[Begin]

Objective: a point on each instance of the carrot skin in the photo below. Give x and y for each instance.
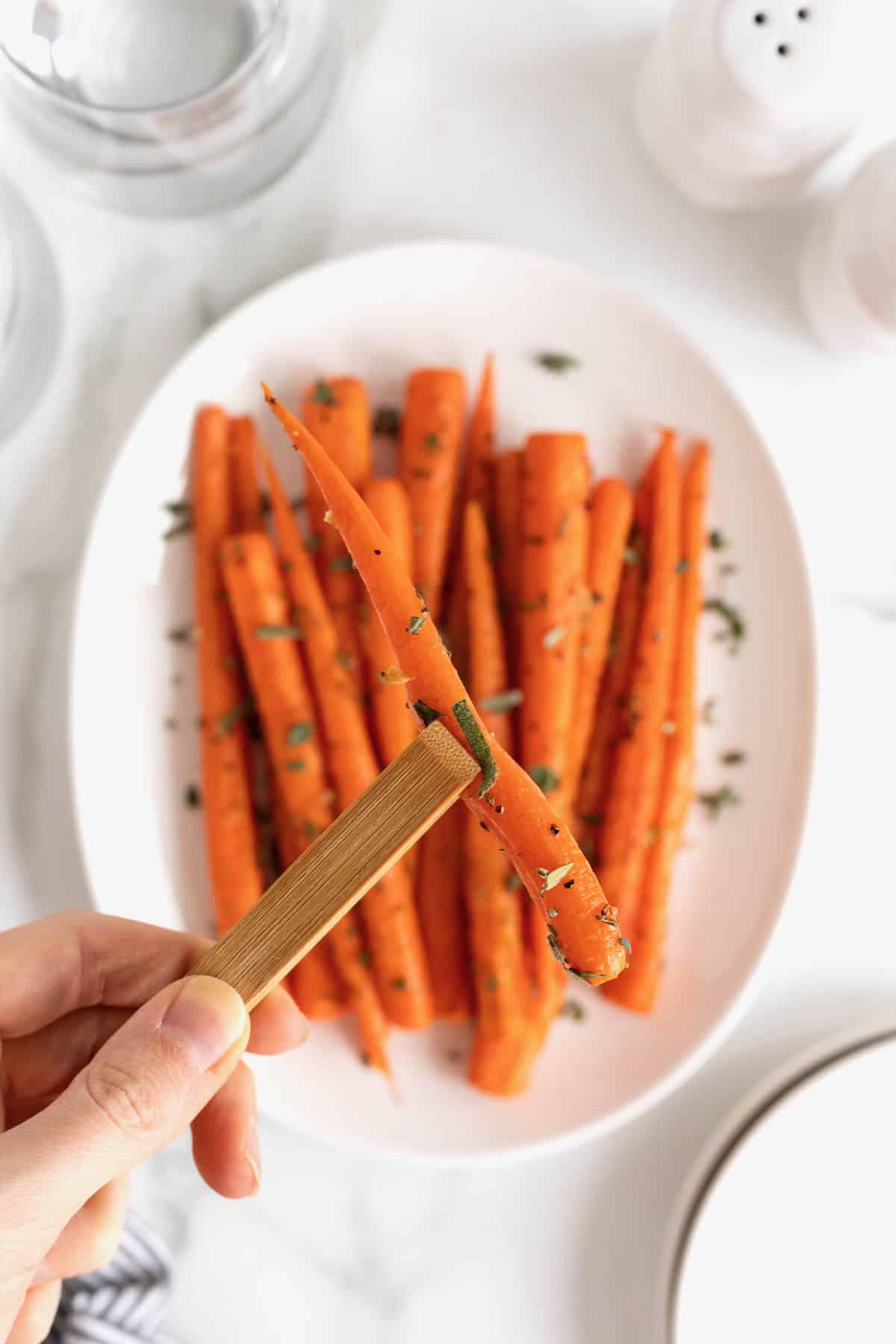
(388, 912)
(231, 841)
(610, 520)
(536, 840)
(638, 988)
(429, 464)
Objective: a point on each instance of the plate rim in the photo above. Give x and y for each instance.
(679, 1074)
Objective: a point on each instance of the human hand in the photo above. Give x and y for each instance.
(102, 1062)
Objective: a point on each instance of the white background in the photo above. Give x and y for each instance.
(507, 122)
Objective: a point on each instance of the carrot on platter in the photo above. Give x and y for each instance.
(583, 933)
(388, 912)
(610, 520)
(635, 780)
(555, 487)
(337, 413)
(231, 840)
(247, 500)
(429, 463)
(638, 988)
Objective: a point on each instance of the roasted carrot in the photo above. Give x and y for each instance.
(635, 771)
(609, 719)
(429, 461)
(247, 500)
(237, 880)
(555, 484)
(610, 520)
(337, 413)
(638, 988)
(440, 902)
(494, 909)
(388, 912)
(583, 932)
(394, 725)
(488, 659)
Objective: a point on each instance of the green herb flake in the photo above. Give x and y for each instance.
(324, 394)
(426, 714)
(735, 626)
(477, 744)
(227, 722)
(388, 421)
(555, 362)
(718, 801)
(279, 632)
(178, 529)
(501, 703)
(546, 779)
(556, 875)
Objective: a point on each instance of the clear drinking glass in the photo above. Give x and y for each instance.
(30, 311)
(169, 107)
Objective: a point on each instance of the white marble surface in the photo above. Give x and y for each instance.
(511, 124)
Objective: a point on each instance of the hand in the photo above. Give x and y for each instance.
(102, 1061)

[End]

_Do this_
Reproduce every row above word for word, leaving out the pictures.

_Worked solution_
Objective: a point on each instance of the carrot skin in the photo below. Give x and y for each instance.
(388, 912)
(231, 841)
(610, 520)
(536, 840)
(638, 988)
(429, 464)
Objective: a point on each instance of the plate rim in the photo above. Give x and y for each instance.
(679, 1074)
Objective: a point on each instance of the human hand in the photo above. Give x and y for each instance.
(102, 1062)
Objective: a point on each instance of the white background in the photo above. Give x and y for each instance.
(507, 122)
Objective: a point on each instance of the carrot on platter in the photo above. Give x and y for each instance.
(583, 933)
(388, 912)
(610, 520)
(635, 780)
(555, 487)
(337, 413)
(231, 840)
(247, 500)
(429, 463)
(638, 988)
Objective: a point on each instance of the roasted carrot in the photo above. Give x and y for each instance.
(635, 771)
(609, 719)
(429, 461)
(247, 500)
(237, 880)
(555, 484)
(610, 520)
(337, 413)
(638, 988)
(440, 902)
(494, 909)
(388, 912)
(583, 932)
(394, 725)
(488, 659)
Objective: a point on each instance of the green herb flake in the photo above. Give x and y for each instance.
(324, 394)
(426, 714)
(735, 626)
(477, 744)
(227, 722)
(388, 421)
(555, 362)
(718, 801)
(279, 632)
(178, 529)
(501, 703)
(546, 779)
(556, 875)
Objective: a point on each instance of the clear drinking glass in the photo above. Give x and y for each instance.
(30, 311)
(169, 107)
Objective: a point on each instance of the white marble surface in the photo above. Give x and y for each instance.
(511, 124)
Objective: a point on each instance of the hand in the photo above. Give x and y for each instance.
(102, 1061)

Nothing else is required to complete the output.